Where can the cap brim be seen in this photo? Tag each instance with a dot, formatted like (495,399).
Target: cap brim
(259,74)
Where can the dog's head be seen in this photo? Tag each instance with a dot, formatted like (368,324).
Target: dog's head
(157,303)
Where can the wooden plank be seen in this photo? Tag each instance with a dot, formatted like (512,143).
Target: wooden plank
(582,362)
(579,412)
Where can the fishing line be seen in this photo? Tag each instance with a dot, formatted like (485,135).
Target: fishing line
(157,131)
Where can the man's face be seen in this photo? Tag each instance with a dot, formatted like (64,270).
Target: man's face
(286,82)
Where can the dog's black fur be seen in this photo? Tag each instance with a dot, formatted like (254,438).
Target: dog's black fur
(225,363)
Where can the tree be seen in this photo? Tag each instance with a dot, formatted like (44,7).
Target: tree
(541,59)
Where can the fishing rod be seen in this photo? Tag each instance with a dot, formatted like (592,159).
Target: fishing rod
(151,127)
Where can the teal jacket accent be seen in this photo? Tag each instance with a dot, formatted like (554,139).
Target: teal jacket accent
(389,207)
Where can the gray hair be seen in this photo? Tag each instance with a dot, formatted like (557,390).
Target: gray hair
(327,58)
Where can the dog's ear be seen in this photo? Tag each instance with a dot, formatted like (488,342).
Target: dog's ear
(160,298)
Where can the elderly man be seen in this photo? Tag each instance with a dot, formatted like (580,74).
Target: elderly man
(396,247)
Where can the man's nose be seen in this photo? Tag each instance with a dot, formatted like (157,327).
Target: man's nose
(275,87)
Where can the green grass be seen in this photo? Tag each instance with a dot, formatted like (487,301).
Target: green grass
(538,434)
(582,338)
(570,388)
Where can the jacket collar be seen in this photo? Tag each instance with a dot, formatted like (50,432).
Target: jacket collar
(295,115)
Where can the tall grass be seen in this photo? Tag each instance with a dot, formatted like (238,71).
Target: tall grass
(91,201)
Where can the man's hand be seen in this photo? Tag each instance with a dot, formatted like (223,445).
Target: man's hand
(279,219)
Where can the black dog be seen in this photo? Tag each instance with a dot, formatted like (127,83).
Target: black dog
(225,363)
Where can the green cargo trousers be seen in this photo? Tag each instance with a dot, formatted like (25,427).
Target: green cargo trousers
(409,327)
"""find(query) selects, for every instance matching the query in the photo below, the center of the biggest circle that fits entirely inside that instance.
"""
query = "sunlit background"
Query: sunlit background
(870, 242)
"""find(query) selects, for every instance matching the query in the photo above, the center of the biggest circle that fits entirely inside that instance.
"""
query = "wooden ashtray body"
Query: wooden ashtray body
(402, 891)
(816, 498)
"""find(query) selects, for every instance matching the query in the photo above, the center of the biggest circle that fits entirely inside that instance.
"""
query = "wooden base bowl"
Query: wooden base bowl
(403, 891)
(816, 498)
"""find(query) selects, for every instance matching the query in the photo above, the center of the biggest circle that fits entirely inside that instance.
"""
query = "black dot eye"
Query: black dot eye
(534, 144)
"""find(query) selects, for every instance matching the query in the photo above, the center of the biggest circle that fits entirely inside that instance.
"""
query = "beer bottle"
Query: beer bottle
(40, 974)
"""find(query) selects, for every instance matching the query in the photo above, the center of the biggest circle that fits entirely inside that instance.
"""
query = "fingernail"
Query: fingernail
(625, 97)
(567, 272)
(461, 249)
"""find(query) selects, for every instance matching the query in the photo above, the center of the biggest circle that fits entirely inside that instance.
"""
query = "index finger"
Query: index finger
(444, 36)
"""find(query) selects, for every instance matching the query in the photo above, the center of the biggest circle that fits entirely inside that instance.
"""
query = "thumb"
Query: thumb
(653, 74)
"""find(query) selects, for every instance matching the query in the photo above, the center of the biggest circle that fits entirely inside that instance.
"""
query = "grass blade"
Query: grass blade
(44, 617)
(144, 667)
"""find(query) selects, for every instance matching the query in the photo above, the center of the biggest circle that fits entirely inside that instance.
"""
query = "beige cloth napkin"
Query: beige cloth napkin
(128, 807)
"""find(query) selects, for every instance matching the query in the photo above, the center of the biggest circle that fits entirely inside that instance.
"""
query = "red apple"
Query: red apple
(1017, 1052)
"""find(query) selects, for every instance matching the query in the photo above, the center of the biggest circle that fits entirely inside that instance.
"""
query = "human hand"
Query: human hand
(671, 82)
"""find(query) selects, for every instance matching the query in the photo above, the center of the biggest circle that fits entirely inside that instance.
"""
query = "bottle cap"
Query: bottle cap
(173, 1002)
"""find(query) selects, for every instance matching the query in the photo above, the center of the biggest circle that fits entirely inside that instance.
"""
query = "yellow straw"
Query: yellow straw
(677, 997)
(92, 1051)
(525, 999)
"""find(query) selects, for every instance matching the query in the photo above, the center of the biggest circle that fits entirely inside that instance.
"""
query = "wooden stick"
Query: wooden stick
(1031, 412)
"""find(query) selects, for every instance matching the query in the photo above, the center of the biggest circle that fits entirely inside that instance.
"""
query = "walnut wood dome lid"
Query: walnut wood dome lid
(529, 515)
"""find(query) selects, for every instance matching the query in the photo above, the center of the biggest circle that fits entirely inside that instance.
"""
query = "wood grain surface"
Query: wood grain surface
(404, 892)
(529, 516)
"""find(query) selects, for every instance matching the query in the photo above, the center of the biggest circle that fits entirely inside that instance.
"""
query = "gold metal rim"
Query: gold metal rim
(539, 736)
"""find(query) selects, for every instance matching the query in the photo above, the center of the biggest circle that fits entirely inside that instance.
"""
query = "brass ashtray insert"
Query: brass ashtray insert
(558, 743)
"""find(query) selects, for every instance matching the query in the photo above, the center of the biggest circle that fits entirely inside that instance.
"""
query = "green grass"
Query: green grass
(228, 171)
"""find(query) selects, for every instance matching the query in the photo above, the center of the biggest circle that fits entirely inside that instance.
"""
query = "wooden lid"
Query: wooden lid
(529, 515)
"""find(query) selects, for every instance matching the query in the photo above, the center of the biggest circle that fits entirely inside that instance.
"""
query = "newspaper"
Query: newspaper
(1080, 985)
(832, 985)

★ ★ ★

- **Your objective**: Copy the data exactly. Leave nothing out.

- **Completed task**:
Where can the cap brim be seen in this photo? Tag each instance with a dot, formatted like (495,399).
Target: cap brim
(259,74)
Where can the dog's head be seen in this photo? Tag each instance with a dot, formatted like (368,324).
Target: dog's head
(157,303)
Where can the wooden plank be seen in this photo? Tag each instance with a dot, formatted like (512,143).
Target: wooden plank
(582,362)
(579,412)
Where can the fishing line be seen in this photo? Tag each instance with a dot, formatted like (485,135).
Target: fishing line
(157,131)
Where can the man's face be seen in this photo? Tag each instance with a dot, formatted like (64,270).
Target: man's face
(286,82)
Where can the dog's black fur be seen in this photo? Tag each instance with a dot, formatted like (254,438).
Target: dog's black fur
(225,363)
Where can the tree be seen in this photo? Tag each instance with a dot, formatted like (44,7).
Target: tree
(541,59)
Where can the fishing rod be seen in this photo? Tag each instance with a dot, formatted like (592,159).
Target: fishing rod
(151,127)
Where can the teal jacket accent be seen in this photo? Tag each instance with a dot, formatted like (554,139).
Target: teal jacket accent
(389,207)
Where can the gray hair be seen in this photo? Tag each instance with a dot, formatted like (557,390).
Target: gray hair
(327,58)
Where can the dog's ear be seen in this photo? Tag each instance with a dot, formatted like (488,342).
Target: dog's ear
(160,298)
Where can the elderly man be seen in this photo? Tag each instance with a dot, formatted like (580,74).
Target: elderly man
(396,247)
Where can the man's nose be seen in this photo? Tag each instance with a dot, formatted like (157,327).
Target: man's nose
(275,87)
Where can the green grass be seen in this photo? Tag each instance with a dot, formatted like (487,301).
Target: green grass
(538,434)
(582,338)
(570,388)
Where can the jacket collar be seen in this photo? Tag each instance with a dot, formatted like (50,432).
Target: jacket collar
(295,115)
Where can the tall grass be seen in this photo? Tag each instance with a dot, formatted like (238,71).
Target: tall grass
(91,201)
Where can the man's hand be seen in this photo? Tag each instance with a dot, formatted like (223,445).
Target: man's hand
(279,219)
Where can the black dog be seen in this photo? Tag each instance with a dot, formatted like (127,83).
Target: black dog
(225,363)
Where can the green cargo trousers be seen in this photo? Tag each instance with a dot, formatted like (25,427).
Target: green cargo trousers
(409,327)
"""find(query) selects, for every instance matching the query in the photo below, the center of the biggest circle that fits entirely inside that instance.
"""
query = "sunlit background"
Query: sunlit background
(870, 242)
"""find(query) selects, for every instance matching the query in the photo above, the center of the biggest circle that fits entirely inside that instance.
"""
query = "wooden ashtray body"
Query: wooden ashtray body
(402, 891)
(816, 498)
"""find(query) selects, for every instance matching the query in the photo above, the center of the biggest circle that fits entirely inside that instance.
"""
query = "wooden base bowl"
Query: wooden base bowl
(403, 891)
(816, 498)
"""find(query) selects, for every instance matching the query in the photo above, the center of the biggest circle that fits entirely inside that instance.
"""
query = "black dot eye"
Query: black dot eye
(534, 144)
"""find(query) selects, for every instance matching the query in the photo above, the center of the biggest circle that fits entirely inside that instance.
"""
query = "beer bottle"
Query: beer bottle
(40, 974)
"""find(query) selects, for every instance matching the query in the photo above, the center of the biggest circle that fits entirely inside that instance.
"""
query = "fingernail"
Query: fingernail
(625, 97)
(567, 272)
(461, 249)
"""find(query) selects, for every instance matching the query in the photo above, the center of the biggest circle that fits entirely inside that instance.
"""
query = "index finger"
Query: index finger
(444, 36)
"""find(query) selects, for every instance matching the query in the photo above, the center of the biggest circle that fits entirely inside that instance.
"""
query = "thumb"
Query: thumb
(653, 74)
"""find(query) selects, for every instance matching the query in the photo above, the center of the biggest circle that fits entirely inside that instance.
"""
query = "grass blade"
Query: grass blade
(44, 617)
(144, 667)
"""find(query) selects, for every instance matching the query in the photo above, the center of the biggest circle that fits entirely inside that instance.
"""
query = "beige cloth napkin"
Query: beige cloth napkin
(128, 807)
"""find(query) selects, for every instance matching the query in the photo above, the center of the biggest circle that fits entirely inside that instance.
"""
query = "red apple"
Query: red apple
(1017, 1052)
"""find(query) selects, for every instance matching the query in the photo above, the center of the biggest circle that fits entirely inside that instance.
"""
query = "human hand"
Query: human hand
(671, 82)
"""find(query) selects, for every instance matching the query in the photo above, the center of the biggest circle that fits entirely inside that instance.
"""
query = "bottle cap"
Query: bottle cap
(173, 1002)
"""find(query) selects, for every instance matching the query in the photo above, the center of the biggest circle that fits entirely inside that instance.
"""
query = "yellow straw"
Query: yellow straw
(677, 997)
(92, 1051)
(525, 999)
"""find(query) selects, for every instance matching the query in the photo above, the center of the biggest circle that fits entirely inside that instance.
"""
query = "wooden stick"
Query: wooden stick
(1031, 412)
"""find(query) selects, for every instance matching the query in the photo above, the center of the biggest circle that fits entirely inside that instance.
"""
query = "walnut wood dome lid"
Query: walnut wood dome lid
(529, 515)
"""find(query) selects, for every instance matching the query in the photo above, the center of the biggest circle that fits entirely inside that instance.
"""
query = "wood grain surface"
Query: wood grain surface
(404, 892)
(529, 516)
"""find(query) selects, for every instance matching the query in the photo above, the center of the biggest circle that fits entirely inside that instance.
"""
query = "gold metal rim"
Query: gold metal rim
(539, 736)
"""find(query) selects, for every instance matching the query in the photo above, the center of the biggest circle that fits entirely inside that instance.
"""
query = "brass ashtray insert"
Query: brass ashtray insert
(558, 743)
"""find(query) selects, for every instance matching the query in the photo above, the center of the biggest circle that fits entirely inside that instance.
"""
query = "green grass"
Query: green grass
(228, 171)
"""find(query) selects, for every instance matching the query in the photo above, the center of the biggest circle that fits entirely inside that instance.
"""
query = "wooden lid"
Query: wooden lid
(529, 515)
"""find(query) selects, for every instance matching the query in the photo above, the center of the biggest circle that fits entirely inside that instance.
"""
query = "newspaper"
Query: newspaper
(1080, 985)
(832, 985)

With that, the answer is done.